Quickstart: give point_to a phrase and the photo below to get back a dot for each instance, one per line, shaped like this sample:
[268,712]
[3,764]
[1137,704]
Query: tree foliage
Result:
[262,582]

━━━━━━━━━━━━━━━━━━━━━━━━━━━━━━

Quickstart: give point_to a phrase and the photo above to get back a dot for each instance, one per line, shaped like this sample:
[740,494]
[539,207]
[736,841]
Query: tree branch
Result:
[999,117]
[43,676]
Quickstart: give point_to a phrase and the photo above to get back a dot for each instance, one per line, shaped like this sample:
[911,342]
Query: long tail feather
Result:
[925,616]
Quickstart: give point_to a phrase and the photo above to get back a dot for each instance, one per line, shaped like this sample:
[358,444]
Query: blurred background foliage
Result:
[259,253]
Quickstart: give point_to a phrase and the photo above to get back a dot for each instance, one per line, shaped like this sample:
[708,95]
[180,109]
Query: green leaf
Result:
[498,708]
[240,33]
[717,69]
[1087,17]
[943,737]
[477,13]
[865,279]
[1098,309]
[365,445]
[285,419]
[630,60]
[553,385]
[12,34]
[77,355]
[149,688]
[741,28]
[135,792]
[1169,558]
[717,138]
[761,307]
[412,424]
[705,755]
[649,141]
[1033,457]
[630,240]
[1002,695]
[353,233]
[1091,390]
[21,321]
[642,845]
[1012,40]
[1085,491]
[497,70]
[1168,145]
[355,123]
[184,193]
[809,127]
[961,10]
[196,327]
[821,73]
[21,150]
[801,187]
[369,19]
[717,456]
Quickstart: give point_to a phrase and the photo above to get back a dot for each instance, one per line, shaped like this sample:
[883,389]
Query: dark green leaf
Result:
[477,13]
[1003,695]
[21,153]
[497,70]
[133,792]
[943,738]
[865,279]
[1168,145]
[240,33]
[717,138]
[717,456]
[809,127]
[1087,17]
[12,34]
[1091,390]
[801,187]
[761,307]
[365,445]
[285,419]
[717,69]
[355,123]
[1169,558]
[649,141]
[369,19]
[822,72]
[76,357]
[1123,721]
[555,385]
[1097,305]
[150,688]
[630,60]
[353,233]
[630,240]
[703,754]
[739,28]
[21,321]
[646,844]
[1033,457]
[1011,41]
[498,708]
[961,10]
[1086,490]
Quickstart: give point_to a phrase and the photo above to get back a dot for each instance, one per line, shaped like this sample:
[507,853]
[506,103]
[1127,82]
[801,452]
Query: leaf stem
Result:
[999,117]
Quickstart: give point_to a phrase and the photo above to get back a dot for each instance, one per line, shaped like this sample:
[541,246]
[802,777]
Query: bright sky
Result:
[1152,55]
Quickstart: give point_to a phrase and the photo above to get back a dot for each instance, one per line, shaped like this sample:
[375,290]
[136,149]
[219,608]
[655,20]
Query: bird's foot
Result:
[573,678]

━━━━━━━━━━━━━━━━━━━━━━━━━━━━━━

**Task to carry out**
Count the lines in the material above where the string "Query" appears, then state only that count.

**Written reply**
9